## FRAGMENTO MOSTRADO

• • • •

De nuevo el trozo de evangelio que leíamos en la misa del domingo pasado me da pie para hacer una reflexión, que me parece importante, tanto para los cristianos, como para cualquier persona interesada por el humanismo y la interioridad. En él se podía leer:
(Lucas
16, 19-31) En aquel tiempo, dijo Jesús a los fariseos esta parábola:
Había
un hombre rico que se vestía de púrpura y de lino,
y
banqueteaba espléndidamente cada día.
Y
un mendigo llamado Lázaro estaba echado en su portal, cubierto de llagas,
y
con ganas de saciarse de lo que tiraban de la mesa del rico.
Y
hasta los perros se le acercaban a lamerle las llagas.
Sucedió
que se murió el mendigo, y los ángeles lo llevaron al seno de Abrahán.
Se
murió también el rico, y lo enterraron.
Y, estando en el infierno, en medio de los tormentos, levantando los ojos,
vio de lejos a Abrahán, y a Lázaro en su seno, y gritó:
Y, estando en el infierno, en medio de los tormentos, levantando los ojos,
vio de lejos a Abrahán, y a Lázaro en su seno, y gritó:
"Padre Abrahán, ten piedad de mí
y manda a Lázaro que moje en agua la punta
del dedo y me refresque la lengua, porque me torturan
estas llamas."
Pero
Abrahán le contestó:
"Hijo, recuerda que recibiste tus
bienes en vida, y Lázaro, a su vez, males:
por eso encuentra aquí consuelo, mientras que
tú padeces.
Y además, entre nosotros y vosotros se
abre un abismo inmenso,
para que no puedan cruzar, aunque quieran, desde aquí hacia
vosotros,
ni puedan pasar de ahí hasta nosotros."

• • • •

## MATERIAL PROPORCIONADO

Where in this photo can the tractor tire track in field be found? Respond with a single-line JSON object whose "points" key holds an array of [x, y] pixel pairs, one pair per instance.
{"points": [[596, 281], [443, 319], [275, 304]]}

• • • •

## RETO A
Copia el fragmento mostrado desde "De nuevo el" hasta "mesa del rico.", ambos incluidos, y cambia "mendigo" por "pobre".
## RETO B
En el fragmento mostrado, ¿de qué se vestía el hombre rico?

## RESULTADO COMPLETO A
De nuevo el trozo de evangelio que leíamos en la misa del domingo pasado me da pie para hacer una reflexión, que me parece importante, tanto para los cristianos, como para cualquier persona interesada por el humanismo y la interioridad. En él se podía leer:
(Lucas
16, 19-31) En aquel tiempo, dijo Jesús a los fariseos esta parábola:
Había
un hombre rico que se vestía de púrpura y de lino,
y
banqueteaba espléndidamente cada día.
Y
un pobre llamado Lázaro estaba echado en su portal, cubierto de llagas,
y
con ganas de saciarse de lo que tiraban de la mesa del rico.

## RESULTADO COMPLETO B
De púrpura y de lino.